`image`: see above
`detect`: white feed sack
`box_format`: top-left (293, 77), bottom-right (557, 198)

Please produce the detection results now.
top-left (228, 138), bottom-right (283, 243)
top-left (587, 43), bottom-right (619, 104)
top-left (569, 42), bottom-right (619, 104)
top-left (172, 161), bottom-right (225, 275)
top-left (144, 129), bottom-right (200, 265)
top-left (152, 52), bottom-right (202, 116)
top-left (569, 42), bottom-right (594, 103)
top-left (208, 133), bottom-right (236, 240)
::::::::
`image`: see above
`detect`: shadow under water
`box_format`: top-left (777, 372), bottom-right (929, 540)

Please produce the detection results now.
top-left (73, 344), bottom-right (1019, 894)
::::::::
What you have to do >> Show each line of the items that contains the word "left".

Result for this exercise >>
`box_format`: top-left (293, 77), bottom-right (557, 198)
top-left (228, 138), bottom-right (283, 243)
top-left (587, 43), bottom-right (619, 104)
top-left (569, 42), bottom-right (619, 104)
top-left (172, 161), bottom-right (225, 275)
top-left (144, 129), bottom-right (200, 265)
top-left (152, 52), bottom-right (202, 116)
top-left (569, 42), bottom-right (594, 103)
top-left (208, 133), bottom-right (236, 240)
`box_format`: top-left (777, 372), bottom-right (929, 540)
top-left (73, 344), bottom-right (1019, 894)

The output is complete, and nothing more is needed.